| Required work |
Reproduce each of the following entries line for line, without any alteration, and omit the pictures from your transcription.
:: Input ::
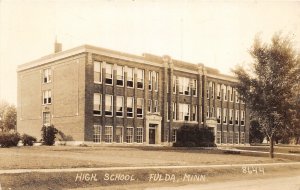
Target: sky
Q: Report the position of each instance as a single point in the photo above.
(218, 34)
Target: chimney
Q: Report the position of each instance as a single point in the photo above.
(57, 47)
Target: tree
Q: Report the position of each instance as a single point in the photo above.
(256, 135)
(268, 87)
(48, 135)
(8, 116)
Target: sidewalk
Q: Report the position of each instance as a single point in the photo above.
:::
| Task solution |
Target: sky
Q: Report the position of each instance as a single point in the photo above.
(218, 34)
Target: chimney
Q: Report the position of each instance as a single point in the photo above.
(57, 47)
Target: tree
Q: Report the position of each instance as a single point in the photo above.
(256, 135)
(268, 87)
(48, 135)
(8, 116)
Target: sidewalk
Q: Report the position of each instance as a single point in the photo above.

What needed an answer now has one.